## ACTION ITEM
Which lines make up the answer? Those from the line with "of the tarmac" through the end of the data; reproduce them exactly.

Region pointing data

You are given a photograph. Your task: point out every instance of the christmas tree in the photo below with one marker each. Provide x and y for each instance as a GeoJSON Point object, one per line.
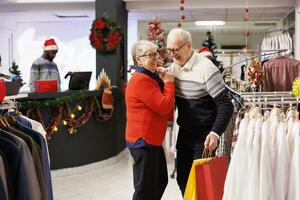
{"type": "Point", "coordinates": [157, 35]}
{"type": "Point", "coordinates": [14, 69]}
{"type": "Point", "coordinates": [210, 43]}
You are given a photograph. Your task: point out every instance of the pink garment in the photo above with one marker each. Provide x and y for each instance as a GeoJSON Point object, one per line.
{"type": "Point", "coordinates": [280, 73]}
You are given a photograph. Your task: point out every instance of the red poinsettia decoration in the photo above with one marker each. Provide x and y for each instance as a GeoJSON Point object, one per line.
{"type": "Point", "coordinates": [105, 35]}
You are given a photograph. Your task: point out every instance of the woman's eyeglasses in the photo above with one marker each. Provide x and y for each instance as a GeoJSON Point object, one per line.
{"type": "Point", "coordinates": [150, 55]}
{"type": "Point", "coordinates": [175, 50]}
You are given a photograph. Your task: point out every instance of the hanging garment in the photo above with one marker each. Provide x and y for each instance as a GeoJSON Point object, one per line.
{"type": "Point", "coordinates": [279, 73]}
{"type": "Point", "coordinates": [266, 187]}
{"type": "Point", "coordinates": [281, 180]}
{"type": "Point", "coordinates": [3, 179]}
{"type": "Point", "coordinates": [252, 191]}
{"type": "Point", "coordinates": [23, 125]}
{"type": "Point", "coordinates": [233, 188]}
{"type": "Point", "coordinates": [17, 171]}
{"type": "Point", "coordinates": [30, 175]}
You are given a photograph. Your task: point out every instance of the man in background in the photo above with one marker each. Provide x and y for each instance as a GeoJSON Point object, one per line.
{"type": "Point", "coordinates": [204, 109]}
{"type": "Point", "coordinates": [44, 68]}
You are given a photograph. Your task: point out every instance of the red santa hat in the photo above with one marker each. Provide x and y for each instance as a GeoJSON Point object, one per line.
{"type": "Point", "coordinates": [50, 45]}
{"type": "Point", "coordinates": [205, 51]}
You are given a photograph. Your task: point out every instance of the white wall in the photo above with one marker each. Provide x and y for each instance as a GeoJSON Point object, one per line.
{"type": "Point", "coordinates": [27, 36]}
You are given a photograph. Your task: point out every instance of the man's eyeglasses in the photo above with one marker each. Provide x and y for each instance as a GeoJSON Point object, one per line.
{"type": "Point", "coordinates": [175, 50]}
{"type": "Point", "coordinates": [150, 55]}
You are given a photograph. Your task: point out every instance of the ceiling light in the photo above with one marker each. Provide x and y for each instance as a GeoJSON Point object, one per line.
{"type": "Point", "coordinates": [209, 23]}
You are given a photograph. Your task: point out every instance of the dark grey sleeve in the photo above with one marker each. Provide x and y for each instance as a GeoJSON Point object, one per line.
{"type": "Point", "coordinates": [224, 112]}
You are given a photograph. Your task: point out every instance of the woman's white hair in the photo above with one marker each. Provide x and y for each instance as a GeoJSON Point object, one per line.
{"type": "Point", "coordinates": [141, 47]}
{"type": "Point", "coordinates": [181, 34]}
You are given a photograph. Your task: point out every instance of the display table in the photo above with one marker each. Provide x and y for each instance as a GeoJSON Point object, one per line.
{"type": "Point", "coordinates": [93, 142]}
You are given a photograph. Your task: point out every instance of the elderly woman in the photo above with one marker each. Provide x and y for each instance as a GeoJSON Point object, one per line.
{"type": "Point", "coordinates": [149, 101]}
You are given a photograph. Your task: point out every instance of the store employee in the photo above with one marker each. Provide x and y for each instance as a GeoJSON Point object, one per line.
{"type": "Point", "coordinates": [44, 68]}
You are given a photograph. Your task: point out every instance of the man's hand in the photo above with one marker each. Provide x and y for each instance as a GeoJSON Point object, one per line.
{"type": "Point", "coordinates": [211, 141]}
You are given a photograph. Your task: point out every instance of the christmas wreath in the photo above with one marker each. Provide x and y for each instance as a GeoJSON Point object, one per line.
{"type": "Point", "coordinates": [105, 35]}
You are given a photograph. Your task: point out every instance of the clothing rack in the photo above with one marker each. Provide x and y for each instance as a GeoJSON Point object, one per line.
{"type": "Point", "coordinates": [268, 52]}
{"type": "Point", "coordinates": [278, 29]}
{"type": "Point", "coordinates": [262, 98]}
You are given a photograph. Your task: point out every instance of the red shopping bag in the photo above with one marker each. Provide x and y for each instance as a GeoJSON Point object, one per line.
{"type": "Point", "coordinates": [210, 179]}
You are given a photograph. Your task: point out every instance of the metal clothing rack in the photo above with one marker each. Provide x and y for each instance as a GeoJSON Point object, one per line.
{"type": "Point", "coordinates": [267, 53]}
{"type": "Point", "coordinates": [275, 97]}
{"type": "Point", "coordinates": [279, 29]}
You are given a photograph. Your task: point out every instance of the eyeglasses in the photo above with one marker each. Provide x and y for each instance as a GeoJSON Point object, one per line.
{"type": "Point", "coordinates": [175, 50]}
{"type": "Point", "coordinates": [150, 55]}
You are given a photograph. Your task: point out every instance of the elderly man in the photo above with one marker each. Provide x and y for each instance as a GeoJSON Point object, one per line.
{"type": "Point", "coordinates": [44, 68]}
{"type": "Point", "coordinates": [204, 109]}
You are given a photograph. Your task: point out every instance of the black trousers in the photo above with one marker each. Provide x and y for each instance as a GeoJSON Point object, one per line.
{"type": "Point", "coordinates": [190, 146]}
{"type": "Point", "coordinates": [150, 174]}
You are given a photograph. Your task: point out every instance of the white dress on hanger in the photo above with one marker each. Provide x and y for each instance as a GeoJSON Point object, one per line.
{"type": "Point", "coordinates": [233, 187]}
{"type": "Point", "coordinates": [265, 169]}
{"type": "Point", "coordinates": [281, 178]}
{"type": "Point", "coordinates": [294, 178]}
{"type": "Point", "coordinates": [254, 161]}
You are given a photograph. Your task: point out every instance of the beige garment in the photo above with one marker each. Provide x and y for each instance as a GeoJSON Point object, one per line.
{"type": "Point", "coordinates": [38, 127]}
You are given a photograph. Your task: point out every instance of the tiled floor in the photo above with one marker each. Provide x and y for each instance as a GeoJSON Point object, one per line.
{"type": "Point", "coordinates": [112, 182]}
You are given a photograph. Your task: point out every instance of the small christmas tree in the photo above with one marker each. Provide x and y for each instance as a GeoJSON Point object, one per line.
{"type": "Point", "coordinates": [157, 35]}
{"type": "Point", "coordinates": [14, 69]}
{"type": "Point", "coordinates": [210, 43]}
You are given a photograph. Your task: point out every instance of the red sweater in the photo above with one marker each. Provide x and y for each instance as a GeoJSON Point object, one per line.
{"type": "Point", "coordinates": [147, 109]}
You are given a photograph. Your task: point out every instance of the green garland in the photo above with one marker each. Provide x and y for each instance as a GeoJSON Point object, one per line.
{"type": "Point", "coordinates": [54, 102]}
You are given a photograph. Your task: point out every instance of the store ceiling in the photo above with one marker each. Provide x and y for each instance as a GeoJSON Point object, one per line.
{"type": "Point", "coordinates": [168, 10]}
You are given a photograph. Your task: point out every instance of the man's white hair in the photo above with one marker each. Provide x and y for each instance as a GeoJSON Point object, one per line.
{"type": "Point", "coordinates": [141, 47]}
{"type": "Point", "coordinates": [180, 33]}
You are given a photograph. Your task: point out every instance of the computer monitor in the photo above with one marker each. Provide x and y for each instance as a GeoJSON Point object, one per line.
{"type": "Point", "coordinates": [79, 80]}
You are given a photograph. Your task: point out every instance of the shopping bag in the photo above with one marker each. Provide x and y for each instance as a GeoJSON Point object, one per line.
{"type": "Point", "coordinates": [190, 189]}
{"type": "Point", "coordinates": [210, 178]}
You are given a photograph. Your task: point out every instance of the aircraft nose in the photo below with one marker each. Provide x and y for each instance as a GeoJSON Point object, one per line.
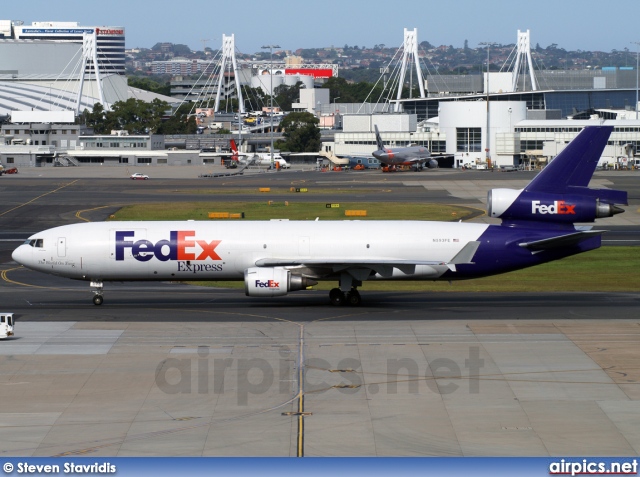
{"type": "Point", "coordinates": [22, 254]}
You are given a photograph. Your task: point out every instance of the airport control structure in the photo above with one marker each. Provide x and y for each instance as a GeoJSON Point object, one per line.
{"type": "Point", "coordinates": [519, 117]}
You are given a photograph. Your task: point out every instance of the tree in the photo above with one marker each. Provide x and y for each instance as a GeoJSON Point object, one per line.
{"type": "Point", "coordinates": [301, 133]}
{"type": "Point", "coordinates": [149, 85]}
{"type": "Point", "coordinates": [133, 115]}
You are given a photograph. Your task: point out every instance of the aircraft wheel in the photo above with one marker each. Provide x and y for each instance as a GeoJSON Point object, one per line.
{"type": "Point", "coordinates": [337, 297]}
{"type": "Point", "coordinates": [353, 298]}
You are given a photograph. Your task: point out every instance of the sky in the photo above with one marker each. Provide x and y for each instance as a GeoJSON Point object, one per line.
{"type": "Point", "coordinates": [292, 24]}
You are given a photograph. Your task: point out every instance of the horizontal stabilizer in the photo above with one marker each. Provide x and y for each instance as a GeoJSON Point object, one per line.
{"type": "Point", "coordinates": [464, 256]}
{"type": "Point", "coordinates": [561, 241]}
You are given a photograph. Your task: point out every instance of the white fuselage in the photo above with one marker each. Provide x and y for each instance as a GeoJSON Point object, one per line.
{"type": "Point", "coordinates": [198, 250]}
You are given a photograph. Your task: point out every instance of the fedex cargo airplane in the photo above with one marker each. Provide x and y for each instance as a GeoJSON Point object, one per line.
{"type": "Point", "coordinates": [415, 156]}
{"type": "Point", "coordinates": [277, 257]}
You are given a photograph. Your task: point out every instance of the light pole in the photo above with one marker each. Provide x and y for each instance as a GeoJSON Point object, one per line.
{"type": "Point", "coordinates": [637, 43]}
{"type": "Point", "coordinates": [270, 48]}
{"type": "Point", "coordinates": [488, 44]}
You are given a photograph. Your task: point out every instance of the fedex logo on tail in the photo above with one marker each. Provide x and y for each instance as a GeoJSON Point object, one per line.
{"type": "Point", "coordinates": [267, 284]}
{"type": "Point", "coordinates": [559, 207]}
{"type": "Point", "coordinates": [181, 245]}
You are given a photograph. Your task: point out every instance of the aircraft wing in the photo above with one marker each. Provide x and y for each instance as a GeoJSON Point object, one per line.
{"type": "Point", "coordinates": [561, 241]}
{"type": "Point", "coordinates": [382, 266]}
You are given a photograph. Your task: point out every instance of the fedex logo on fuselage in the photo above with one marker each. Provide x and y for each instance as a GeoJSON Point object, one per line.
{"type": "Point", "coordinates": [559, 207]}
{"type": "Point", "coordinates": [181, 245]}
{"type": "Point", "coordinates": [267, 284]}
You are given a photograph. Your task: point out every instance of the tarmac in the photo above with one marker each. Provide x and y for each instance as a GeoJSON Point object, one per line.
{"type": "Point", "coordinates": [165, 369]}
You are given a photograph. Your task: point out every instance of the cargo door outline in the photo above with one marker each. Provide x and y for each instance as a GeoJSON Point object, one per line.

## YOUR SOLUTION
You are given a photograph. Your task: point out every instance of the tarmac in the photo above with one marker each. Provide x and y for each instance as a GeoJSON Point object, one per line.
{"type": "Point", "coordinates": [165, 369]}
You are given a photograph. Your task: point out every instance of the cargo door outline in the photo above with one marker each. Provide x and y for each instance as a GeoJSON Point object, one per line.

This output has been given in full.